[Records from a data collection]
┄┄┄┄┄┄┄┄┄┄

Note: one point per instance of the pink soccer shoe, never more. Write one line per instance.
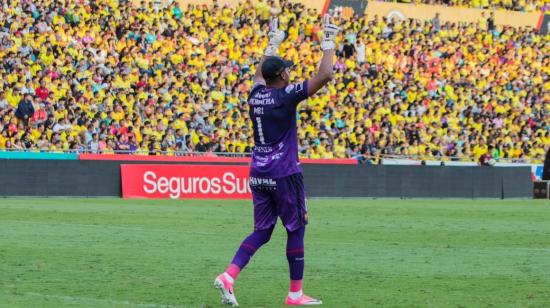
(226, 289)
(303, 300)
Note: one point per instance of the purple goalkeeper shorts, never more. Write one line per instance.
(284, 198)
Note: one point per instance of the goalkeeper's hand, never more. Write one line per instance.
(330, 31)
(276, 37)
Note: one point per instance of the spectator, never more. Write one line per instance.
(25, 109)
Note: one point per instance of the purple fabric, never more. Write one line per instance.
(284, 198)
(295, 253)
(250, 245)
(273, 113)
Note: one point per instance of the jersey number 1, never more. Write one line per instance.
(260, 130)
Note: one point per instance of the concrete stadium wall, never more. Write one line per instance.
(102, 178)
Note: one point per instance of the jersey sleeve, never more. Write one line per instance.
(296, 92)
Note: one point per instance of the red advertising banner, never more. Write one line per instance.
(185, 181)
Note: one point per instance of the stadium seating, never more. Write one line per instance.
(112, 76)
(522, 5)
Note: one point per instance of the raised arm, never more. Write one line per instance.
(325, 71)
(276, 37)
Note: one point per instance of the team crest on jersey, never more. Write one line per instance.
(294, 87)
(289, 88)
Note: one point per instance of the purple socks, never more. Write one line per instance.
(295, 253)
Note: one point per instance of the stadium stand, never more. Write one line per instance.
(115, 76)
(521, 5)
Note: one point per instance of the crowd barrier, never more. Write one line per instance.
(452, 14)
(93, 178)
(405, 10)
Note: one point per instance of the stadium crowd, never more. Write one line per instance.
(514, 5)
(104, 76)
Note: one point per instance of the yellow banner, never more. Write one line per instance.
(315, 4)
(453, 14)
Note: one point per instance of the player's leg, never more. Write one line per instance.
(265, 217)
(292, 208)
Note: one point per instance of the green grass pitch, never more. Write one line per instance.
(359, 253)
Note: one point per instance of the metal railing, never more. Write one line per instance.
(359, 157)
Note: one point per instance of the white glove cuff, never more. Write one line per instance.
(328, 45)
(271, 51)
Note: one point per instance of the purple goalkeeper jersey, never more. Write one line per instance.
(273, 114)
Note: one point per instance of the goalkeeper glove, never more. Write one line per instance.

┄┄┄┄┄┄┄┄┄┄

**Task:** Without the pictures, output the full listing exactly as it stands.

**Solution to the exercise:**
Note: one point per instance of the pink soccer shoe, never more. Write one line per instance.
(226, 289)
(303, 300)
Note: one point per instance of the purple goalkeeper shorts, never more. Write one line per instance.
(284, 198)
Note: one point per instance of the goalkeeper's hand, never more. Write one line per instance.
(330, 31)
(276, 37)
Note: one point per instance of the spectator, never more. Write one line per instance.
(25, 109)
Note: one point per instance of the purple fabric, never more. Write one line per instance.
(284, 198)
(295, 253)
(250, 245)
(273, 113)
Note: one point per instance of the jersey number 1, never more. Write one line per instance.
(260, 130)
Note: one point per instance of the concrete stadium wall, never more. Write one line per instance.
(102, 178)
Note: one point per instance of the jersey sleeve, never more. Write one line per instance.
(296, 92)
Note: one point per instance of the red advertising banner, never more. Write one line per instance.
(185, 181)
Note: one point per instance of the stadium seating, never more. Write one line per instance.
(112, 76)
(522, 5)
Note: one point per instance of the raised arm, never more. Write one line per instance.
(325, 71)
(276, 37)
Note: one point per instance of the team crest on jersey, never more. Write one line per instance.
(294, 87)
(289, 88)
Note: one point per instance of the purple socks, never more. Write one line per instance.
(295, 253)
Note: one point per instance of the stadium stand, never more. Write one line per instance.
(115, 76)
(521, 5)
Note: one point per instance of the crowd barrier, never more. Write one line per instance.
(452, 14)
(93, 178)
(405, 10)
Note: one point per instance of the stadium crowd, never more. Write one line per instance.
(514, 5)
(104, 76)
Note: one point per instance of the yellow banner, never more. Write one line per instance.
(315, 4)
(453, 14)
Note: one point per instance of the player's leg, never more. Write one line per instance.
(265, 217)
(292, 208)
Note: one point per instance of the green grass pitch, never more. Write one line per instance.
(359, 253)
Note: one point per instance of the metal railing, never more. Write one line per instance.
(359, 157)
Note: one point per instance of the white glove cuff, never more. Write one line per instance.
(328, 45)
(271, 51)
Note: one point per instance of the purple goalkeeper jersey, never more. Write one line per instance.
(273, 114)
Note: one point per instance of the goalkeeper glove, never more. Write one line per instance.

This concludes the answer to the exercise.